*GIVEN REQUEST*
Copy everything from the line that contains "Query: damaged rear bumper of suv" down to the line that contains "385], [428, 381]]", renaming "bumper" as "fender" and leaving all else as it stands.

*DATA RECORDS*
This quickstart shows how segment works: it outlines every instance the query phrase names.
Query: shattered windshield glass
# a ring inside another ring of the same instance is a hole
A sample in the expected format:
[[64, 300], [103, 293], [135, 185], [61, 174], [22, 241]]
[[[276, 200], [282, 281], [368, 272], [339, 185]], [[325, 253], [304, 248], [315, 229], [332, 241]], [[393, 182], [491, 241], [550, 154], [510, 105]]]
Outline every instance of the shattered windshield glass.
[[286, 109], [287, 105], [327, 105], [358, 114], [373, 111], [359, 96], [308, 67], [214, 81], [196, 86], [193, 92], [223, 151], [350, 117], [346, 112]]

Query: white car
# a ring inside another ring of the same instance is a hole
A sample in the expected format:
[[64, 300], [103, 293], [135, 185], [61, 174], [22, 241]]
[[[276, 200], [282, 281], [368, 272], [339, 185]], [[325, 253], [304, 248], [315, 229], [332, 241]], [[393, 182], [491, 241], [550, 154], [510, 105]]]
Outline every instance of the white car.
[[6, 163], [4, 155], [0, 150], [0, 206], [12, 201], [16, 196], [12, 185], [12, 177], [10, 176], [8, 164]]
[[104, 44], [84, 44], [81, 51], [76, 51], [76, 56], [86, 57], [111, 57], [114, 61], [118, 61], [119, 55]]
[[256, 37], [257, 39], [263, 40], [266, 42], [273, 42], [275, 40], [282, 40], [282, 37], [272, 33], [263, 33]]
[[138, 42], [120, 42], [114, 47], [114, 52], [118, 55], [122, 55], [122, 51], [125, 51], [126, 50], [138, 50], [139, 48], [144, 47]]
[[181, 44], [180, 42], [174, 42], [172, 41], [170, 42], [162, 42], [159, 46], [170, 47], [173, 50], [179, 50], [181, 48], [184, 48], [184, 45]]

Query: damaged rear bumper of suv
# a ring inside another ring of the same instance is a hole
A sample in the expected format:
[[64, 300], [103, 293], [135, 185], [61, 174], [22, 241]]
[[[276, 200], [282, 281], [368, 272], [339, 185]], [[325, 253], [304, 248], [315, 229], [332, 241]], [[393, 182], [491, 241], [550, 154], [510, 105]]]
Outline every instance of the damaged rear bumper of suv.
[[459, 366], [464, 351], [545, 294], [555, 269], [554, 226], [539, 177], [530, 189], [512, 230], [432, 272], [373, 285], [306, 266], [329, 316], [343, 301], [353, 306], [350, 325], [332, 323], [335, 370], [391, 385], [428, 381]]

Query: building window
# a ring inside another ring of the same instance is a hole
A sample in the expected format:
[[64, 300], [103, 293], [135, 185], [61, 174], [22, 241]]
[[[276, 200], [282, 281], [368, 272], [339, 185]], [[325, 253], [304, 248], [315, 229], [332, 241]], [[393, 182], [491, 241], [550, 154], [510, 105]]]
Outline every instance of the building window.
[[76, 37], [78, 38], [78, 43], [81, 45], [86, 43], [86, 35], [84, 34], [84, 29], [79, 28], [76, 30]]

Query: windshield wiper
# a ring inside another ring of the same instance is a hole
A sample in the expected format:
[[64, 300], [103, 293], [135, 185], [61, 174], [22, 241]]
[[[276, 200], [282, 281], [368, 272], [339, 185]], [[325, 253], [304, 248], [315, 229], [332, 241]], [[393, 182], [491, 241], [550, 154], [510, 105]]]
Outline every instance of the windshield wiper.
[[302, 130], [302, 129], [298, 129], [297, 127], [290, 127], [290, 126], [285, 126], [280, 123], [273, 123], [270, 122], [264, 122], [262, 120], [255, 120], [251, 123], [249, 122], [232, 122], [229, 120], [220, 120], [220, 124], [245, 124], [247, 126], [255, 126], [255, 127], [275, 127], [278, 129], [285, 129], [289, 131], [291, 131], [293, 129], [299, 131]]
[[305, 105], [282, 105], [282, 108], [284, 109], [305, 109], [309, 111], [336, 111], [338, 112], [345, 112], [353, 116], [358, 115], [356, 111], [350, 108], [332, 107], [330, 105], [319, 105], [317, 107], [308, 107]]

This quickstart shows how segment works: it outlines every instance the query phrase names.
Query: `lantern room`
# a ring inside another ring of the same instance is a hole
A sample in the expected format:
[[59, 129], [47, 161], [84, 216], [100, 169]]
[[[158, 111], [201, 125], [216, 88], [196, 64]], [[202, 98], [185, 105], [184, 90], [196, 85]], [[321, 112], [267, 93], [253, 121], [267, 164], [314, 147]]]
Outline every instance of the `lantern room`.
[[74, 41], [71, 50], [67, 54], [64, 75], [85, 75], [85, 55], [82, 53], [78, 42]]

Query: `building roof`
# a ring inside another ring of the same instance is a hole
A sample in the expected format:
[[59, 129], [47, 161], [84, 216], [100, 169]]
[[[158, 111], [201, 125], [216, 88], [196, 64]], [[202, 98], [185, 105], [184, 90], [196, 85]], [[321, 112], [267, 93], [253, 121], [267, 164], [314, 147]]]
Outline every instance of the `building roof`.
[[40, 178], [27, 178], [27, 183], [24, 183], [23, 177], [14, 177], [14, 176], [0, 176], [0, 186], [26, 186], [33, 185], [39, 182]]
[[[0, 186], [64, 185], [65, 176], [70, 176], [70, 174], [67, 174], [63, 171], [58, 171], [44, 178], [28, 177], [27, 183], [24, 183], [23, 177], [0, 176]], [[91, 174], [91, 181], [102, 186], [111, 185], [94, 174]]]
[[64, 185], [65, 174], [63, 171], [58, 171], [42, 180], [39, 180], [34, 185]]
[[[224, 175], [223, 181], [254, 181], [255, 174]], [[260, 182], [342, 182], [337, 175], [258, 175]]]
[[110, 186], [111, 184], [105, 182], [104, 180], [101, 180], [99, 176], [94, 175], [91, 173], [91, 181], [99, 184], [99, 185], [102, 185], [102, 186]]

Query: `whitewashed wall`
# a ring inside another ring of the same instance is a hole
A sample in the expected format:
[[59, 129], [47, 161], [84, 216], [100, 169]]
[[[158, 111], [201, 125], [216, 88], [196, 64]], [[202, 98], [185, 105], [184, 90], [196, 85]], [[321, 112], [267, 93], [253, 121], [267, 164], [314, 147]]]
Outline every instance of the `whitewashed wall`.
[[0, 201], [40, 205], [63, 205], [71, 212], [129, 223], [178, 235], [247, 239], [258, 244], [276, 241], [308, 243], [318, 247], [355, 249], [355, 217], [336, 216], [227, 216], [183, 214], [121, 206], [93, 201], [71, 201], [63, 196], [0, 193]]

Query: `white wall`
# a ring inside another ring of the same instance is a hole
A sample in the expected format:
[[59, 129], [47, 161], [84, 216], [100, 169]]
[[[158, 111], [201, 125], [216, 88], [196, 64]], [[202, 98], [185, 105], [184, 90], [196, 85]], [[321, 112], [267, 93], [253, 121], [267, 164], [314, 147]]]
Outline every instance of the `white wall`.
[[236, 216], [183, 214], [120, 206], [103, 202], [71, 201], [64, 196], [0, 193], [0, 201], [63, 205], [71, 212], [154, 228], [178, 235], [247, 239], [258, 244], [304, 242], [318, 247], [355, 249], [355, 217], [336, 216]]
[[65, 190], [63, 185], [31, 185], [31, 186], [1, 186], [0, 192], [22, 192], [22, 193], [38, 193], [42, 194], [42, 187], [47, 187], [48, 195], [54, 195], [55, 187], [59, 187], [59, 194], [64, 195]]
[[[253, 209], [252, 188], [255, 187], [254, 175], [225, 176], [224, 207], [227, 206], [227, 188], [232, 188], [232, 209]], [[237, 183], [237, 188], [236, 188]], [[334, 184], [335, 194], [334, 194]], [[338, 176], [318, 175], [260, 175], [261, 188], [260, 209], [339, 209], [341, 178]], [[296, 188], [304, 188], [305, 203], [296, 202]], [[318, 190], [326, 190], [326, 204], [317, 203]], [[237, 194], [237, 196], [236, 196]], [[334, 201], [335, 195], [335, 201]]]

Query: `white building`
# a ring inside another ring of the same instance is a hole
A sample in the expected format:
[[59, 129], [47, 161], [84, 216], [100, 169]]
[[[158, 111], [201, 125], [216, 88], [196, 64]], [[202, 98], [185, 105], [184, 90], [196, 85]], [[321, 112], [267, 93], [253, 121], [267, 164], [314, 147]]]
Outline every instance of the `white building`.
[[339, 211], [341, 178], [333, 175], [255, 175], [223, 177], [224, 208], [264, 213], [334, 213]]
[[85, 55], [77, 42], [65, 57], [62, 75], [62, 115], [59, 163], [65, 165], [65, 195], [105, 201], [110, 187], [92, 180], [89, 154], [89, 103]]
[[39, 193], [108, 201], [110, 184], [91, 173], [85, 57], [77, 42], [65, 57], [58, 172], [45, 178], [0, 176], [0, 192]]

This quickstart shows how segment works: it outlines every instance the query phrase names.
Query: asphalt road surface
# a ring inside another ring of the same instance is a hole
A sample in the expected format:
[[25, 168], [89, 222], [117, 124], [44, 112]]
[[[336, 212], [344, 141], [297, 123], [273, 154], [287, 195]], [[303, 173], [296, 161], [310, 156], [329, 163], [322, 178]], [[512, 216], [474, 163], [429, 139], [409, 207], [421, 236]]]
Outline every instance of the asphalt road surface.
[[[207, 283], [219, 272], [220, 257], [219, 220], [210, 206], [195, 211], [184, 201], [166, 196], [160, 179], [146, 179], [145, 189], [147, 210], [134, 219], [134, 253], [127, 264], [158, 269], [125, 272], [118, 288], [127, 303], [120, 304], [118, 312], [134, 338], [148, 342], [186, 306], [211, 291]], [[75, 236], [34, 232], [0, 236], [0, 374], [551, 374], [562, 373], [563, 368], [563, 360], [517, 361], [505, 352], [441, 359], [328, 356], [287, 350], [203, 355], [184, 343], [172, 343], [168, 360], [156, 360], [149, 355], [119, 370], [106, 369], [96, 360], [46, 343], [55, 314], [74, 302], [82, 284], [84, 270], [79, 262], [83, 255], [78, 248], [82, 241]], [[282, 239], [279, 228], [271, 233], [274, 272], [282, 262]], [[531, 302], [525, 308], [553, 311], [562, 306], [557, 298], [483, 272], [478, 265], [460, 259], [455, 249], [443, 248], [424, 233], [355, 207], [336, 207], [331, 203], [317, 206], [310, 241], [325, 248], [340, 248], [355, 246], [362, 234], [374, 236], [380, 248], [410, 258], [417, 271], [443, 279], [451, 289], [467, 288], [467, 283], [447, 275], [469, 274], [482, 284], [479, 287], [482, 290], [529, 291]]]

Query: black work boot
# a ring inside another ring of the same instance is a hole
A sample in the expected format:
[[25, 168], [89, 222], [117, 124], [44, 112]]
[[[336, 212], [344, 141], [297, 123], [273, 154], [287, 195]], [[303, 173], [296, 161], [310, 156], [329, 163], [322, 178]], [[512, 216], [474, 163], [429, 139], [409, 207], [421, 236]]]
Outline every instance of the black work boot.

*OUTPUT FOR THIS TASK*
Query: damaged rear fender of suv
# a ring inside another ring of the same instance is a hole
A sample in the expected format:
[[64, 300], [103, 293], [135, 185], [61, 174], [22, 241]]
[[[276, 200], [282, 281], [368, 272], [339, 185]], [[325, 253], [304, 248], [315, 229], [332, 241]], [[393, 182], [491, 241], [550, 154], [510, 105]]]
Outline every instance of the damaged rear fender of suv.
[[459, 366], [464, 351], [545, 294], [555, 269], [554, 226], [539, 177], [530, 189], [512, 230], [432, 272], [373, 285], [306, 266], [329, 316], [343, 301], [353, 306], [350, 325], [332, 323], [335, 370], [391, 385], [428, 381]]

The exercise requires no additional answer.